— PROBLEM TO WORK ON —
In the rows below, swap every "instance" for "occurrence" and reproduce the lines with nothing else altered, leaving out the pictures.

— RECORD LIST —

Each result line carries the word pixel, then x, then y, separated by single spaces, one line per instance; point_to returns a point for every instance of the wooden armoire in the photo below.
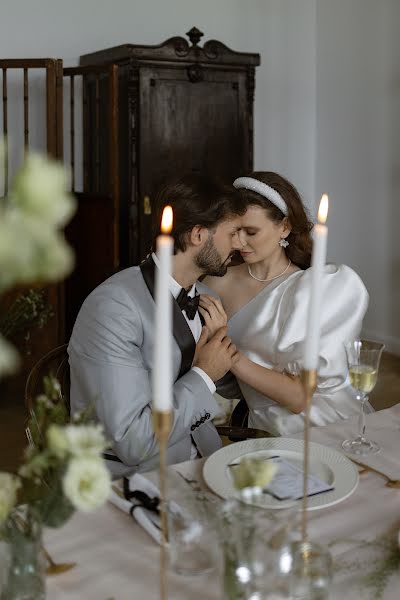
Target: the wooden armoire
pixel 180 107
pixel 151 113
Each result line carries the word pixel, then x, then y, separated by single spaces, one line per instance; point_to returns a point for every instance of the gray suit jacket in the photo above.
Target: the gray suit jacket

— WRITTEN ANSWER —
Each result line carries the word pixel, then x, then y, separated by single spaces, one line per occurrence; point_to returns a point for every occurrence of the wooden armoire in the photo below.
Target: the wooden armoire
pixel 180 107
pixel 151 113
Each result line carries the word pixel, then x, then y, separated by single spaces, one line per occurrence; point_to returns a point for every occurrence of the gray suit jacket in the photo above.
Target: the gray suit jacket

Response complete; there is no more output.